▶ **EXERCISE TEXT**:
● ● ● ●

Parks's first game show was Party Line on NBC (broadcast from New York City NBC flagship station WNBT), which involved viewers calling in to answer questions and win $5 prizes; Party Line ran from June 8 to August 31, 1947, making its one surviving episode the oldest known game show and one of the oldest surviving television shows to have been recorded. Commercial kinescopes did not come out until fall 1947 (co-sponsored by NBC, DuMont, and Kodak), and the only kinescopes known to predate Party Line are a few episodes of Kraft Television Theater from February and June 1947.

Other games that Parks hosted in early television include Stop the Music (1949-52/1954-56), Double or Nothing (1952–54), Balance Your Budget (1952–53), Two in Love (1954), Giant Step (1956–57), Hold That Note (1957), Bid 'n' Buy (1958), County Fair (1958–59), Masquerade Party (1958–60), The Big Payoff (1959), Yours for a Song (1961–63), and the pilot for Hollywood Squares (April 21, 1965). His last game show hosting job was in 1968, on the pilot for a revival of Heatter-Quigley's The Celebrity Game; the show did not sell.

● ● ● ●

▶ **EXERCISE REQUIREMENTS**:
• 1. In the passage on Parks's game show career, how much could viewers win on Party Line?
• 2. Sum up the passage on Parks's game show career in two sentences.
• 3. Extend the passage on Parks's game show career, picking up after its final sentence.

▶ **Records from a data collection**:
● ● ● ●

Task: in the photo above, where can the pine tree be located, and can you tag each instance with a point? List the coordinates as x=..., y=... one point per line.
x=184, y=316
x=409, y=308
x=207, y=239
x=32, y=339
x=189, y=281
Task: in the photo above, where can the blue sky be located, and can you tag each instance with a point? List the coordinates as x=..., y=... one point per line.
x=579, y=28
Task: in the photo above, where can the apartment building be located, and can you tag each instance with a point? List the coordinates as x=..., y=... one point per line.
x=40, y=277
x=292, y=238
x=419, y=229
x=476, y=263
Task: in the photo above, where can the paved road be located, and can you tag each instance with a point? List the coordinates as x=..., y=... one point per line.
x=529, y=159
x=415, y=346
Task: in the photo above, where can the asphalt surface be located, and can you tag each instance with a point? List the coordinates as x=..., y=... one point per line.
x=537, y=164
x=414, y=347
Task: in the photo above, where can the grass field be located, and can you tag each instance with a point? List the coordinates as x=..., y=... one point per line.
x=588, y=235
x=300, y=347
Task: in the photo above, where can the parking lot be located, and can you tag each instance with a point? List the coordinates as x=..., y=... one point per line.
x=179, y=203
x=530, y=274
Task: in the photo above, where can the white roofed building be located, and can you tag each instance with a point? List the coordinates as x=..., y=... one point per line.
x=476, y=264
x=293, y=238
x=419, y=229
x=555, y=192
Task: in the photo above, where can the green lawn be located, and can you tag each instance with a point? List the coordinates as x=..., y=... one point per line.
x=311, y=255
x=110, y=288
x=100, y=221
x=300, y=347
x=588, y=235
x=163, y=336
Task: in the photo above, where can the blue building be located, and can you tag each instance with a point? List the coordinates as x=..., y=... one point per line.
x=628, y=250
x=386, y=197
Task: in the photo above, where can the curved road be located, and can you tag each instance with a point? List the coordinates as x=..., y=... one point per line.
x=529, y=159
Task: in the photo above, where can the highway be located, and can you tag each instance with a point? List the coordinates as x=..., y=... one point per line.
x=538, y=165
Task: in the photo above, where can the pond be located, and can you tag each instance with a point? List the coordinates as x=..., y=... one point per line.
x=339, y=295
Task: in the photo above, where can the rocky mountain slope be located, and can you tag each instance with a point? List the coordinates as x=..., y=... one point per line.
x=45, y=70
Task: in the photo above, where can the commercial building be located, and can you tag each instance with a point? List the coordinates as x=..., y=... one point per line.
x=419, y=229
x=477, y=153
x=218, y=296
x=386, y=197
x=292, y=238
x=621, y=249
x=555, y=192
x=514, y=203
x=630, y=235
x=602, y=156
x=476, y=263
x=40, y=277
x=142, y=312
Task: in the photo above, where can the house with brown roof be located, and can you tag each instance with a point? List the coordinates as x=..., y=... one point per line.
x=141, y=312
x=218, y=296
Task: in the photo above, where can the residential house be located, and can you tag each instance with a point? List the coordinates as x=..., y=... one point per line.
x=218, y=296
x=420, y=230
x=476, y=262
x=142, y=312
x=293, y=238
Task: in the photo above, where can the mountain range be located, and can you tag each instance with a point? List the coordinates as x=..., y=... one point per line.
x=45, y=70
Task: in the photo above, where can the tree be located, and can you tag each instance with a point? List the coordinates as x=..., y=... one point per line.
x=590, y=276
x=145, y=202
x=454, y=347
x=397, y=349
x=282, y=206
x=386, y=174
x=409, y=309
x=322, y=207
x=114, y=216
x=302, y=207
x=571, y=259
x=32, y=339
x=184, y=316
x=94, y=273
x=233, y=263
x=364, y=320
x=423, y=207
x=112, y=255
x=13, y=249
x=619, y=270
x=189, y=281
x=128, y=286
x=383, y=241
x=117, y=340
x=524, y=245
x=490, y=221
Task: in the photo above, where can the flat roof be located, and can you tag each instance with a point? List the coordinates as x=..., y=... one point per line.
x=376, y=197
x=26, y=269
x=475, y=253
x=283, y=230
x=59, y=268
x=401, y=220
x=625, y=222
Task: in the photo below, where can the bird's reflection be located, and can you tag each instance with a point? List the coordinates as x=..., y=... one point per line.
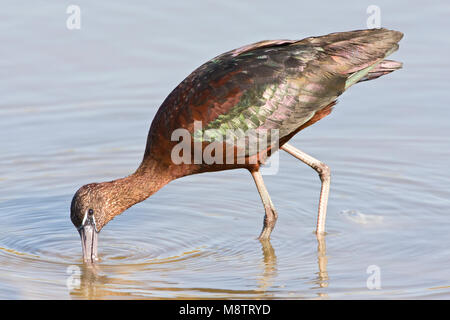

● ● ● ●

▶ **RESPONSES**:
• 1. $5 prizes.

• 2. Parks's first game show was NBC's Party Line, which ran from June 8 to August 31, 1947, and its one surviving episode is the oldest known game show. He went on to host many other early television games, and his last hosting job was the 1968 pilot for a revival of The Celebrity Game, which did not sell.

• 3.
He also helmed a daytime variety show in 1950, The Bert Parks Show. It focused on "nighttime quality" entertainment in contrast to what was usually found on daytime TV at that time.

In addition, he also starred in a syndicated series called Circus! (featuring various circus acts from around the world) in the early 1970s. He appeared in Burkes Law S02E24. Parks also appeared in a 1976 episode of The Bionic Woman as the nefarious host of the "Miss United States" beauty pageant, involved in a plot to sell national security technology.

However, Parks is most famous for hosting the Miss America telecast from 1955 to 1979; each telecast ended with Parks singing "There She Is, Miss America", as the winner was crowned (in the aforementioned Bionic Woman episode, he sings a parody of the song for the episode's fictional pageant). Following the 1979 pageant, he was unceremoniously fired by the organization (he heard a newscast while on vacation) in an attempt to attract a more youthful audience. The Tonight Show host Johnny Carson led an on-air campaign to get Parks rehired, but was unsuccessful.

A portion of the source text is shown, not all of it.